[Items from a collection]
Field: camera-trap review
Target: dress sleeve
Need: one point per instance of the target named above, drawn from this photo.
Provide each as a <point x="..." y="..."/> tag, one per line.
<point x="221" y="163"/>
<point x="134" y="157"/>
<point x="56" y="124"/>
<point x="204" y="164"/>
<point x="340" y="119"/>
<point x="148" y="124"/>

• [Problem details] Lay out the items above as a two-column CSV with the headers "item" and "answer", one row per item. Put each item's text and its answer in a single quoted field, with line breaks replaced by spaces.

• [Task result]
item,answer
"Field: camera-trap review Target: dress sleeve Need: one point per instance of the target named above, drawn from this photo. Provide each as a <point x=""..."" y=""...""/> tag, one per line.","<point x=""221"" y=""163""/> <point x=""134"" y=""157""/> <point x=""56"" y=""124""/> <point x=""204"" y=""164""/> <point x=""340"" y=""119""/> <point x=""148"" y=""124""/>"